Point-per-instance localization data
::::::

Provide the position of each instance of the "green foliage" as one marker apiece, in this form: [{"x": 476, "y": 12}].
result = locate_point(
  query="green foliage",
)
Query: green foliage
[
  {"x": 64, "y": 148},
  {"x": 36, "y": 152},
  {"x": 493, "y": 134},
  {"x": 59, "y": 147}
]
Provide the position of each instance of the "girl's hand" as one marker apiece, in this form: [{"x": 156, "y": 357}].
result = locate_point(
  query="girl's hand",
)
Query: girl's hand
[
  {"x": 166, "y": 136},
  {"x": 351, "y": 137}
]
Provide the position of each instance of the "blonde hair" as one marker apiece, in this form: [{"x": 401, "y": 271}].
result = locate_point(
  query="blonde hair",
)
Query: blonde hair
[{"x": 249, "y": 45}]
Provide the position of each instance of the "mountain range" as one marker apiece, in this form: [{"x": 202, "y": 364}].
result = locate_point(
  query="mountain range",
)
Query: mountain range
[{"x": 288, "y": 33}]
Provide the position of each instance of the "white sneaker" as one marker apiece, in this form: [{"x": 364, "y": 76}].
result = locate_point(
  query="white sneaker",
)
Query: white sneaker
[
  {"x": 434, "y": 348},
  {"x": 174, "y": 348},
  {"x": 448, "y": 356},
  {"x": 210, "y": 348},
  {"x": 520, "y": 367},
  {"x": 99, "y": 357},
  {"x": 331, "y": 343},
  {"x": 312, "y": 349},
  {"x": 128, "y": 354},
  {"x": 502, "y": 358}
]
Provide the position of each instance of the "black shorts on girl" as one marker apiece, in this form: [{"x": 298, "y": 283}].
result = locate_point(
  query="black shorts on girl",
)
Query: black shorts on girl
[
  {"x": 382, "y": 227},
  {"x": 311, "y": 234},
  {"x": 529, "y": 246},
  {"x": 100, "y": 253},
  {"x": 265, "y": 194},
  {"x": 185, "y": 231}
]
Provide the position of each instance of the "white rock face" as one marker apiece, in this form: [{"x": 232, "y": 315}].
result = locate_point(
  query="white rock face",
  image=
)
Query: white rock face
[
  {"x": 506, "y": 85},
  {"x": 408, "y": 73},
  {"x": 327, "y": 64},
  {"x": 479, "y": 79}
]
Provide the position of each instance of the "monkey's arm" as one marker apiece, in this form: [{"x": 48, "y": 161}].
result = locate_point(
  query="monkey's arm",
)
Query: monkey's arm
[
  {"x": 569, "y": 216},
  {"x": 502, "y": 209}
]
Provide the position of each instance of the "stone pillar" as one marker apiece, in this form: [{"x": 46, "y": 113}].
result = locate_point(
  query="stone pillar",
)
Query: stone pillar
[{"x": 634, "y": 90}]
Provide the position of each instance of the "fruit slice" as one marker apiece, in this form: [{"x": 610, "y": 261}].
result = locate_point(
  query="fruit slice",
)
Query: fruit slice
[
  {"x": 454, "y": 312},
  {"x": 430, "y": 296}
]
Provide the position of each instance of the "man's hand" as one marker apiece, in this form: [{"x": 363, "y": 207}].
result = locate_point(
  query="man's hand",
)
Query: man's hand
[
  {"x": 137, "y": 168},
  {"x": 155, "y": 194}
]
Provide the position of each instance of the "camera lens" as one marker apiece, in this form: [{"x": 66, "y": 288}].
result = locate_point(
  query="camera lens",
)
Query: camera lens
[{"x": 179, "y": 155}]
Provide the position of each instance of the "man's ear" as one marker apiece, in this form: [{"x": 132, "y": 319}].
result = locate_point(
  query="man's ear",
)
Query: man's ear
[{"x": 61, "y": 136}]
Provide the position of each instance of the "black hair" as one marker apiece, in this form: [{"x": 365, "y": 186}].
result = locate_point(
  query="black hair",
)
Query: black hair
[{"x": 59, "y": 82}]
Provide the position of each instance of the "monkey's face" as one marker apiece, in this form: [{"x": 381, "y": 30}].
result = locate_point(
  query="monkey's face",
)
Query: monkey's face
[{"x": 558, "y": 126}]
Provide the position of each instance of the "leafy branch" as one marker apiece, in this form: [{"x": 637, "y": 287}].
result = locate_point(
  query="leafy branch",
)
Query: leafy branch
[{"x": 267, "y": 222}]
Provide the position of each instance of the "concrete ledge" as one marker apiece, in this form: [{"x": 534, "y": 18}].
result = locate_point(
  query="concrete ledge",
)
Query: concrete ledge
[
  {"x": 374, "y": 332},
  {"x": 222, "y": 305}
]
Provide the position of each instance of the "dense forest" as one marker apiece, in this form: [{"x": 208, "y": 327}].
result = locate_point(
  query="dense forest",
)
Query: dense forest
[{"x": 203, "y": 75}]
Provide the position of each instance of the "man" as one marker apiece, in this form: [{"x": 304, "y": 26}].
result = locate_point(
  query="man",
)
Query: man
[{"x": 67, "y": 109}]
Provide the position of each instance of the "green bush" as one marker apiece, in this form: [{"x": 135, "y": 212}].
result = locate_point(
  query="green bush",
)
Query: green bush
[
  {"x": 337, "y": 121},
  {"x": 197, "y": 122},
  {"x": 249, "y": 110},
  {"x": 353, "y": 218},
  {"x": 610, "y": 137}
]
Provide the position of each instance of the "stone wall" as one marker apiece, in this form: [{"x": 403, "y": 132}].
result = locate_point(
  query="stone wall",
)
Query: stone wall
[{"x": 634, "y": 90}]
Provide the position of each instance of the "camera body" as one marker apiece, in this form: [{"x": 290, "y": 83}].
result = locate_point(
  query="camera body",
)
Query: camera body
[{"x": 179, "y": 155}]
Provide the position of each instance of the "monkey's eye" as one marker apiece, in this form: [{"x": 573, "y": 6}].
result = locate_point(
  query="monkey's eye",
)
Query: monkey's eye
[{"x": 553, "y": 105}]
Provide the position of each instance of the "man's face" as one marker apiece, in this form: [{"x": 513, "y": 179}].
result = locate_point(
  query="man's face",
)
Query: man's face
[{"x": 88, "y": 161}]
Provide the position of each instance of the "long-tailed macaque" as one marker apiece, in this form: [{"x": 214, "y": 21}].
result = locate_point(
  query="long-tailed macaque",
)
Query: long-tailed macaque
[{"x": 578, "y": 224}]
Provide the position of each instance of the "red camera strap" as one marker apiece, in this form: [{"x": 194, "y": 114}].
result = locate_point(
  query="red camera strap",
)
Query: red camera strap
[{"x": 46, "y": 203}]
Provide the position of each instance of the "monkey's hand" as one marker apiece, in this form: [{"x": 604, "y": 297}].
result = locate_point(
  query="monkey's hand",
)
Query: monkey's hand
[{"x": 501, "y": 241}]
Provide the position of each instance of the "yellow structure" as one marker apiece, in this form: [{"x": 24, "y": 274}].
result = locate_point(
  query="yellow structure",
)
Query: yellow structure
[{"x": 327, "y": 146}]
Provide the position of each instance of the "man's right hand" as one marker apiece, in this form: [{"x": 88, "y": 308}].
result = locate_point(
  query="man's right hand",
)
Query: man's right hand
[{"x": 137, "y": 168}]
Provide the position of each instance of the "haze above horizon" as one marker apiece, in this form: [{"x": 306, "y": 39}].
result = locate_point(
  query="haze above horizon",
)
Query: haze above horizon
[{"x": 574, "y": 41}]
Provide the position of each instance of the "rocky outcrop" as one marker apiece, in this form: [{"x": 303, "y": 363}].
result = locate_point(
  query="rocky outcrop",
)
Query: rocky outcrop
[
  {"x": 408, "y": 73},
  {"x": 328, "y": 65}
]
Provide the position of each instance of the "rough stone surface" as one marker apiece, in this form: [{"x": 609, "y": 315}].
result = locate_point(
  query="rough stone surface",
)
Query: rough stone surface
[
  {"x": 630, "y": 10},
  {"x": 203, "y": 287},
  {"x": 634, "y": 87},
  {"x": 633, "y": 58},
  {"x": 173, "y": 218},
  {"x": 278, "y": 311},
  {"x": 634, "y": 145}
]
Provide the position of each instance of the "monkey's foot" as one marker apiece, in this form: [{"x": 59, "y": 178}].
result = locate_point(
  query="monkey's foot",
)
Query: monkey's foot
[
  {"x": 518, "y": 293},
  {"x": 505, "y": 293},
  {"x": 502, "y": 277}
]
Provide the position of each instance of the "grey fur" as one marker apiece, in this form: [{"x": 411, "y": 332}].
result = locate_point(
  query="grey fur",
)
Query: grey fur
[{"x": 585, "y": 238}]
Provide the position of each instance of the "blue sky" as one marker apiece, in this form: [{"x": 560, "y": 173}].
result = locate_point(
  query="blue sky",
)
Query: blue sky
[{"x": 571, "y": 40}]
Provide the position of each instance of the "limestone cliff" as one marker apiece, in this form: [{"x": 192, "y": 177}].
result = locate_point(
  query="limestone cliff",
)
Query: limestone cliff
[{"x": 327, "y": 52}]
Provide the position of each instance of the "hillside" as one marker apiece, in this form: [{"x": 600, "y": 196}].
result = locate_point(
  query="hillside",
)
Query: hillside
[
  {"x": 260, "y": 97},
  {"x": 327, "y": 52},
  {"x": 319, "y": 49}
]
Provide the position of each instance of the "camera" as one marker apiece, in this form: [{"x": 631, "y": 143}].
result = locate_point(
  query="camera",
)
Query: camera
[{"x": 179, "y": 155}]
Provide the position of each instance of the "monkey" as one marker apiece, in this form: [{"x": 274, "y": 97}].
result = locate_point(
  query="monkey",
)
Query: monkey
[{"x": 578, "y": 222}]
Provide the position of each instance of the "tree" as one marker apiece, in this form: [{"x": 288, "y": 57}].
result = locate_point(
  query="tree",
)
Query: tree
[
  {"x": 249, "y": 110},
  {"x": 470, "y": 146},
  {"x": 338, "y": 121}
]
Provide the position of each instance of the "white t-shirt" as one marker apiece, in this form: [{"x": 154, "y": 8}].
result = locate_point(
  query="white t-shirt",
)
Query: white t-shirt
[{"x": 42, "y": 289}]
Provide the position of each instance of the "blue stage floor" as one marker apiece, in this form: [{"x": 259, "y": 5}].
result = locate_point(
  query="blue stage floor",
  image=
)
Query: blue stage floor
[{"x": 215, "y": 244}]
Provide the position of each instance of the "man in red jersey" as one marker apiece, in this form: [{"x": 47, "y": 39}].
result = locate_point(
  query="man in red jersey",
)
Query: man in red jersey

::::::

What to produce — Take from the entries every line that has the string "jersey".

Solution —
Provide the position of each instance of the "man in red jersey" as one marker apiece, in this form: [{"x": 47, "y": 39}].
  query="man in red jersey",
Query: man in red jersey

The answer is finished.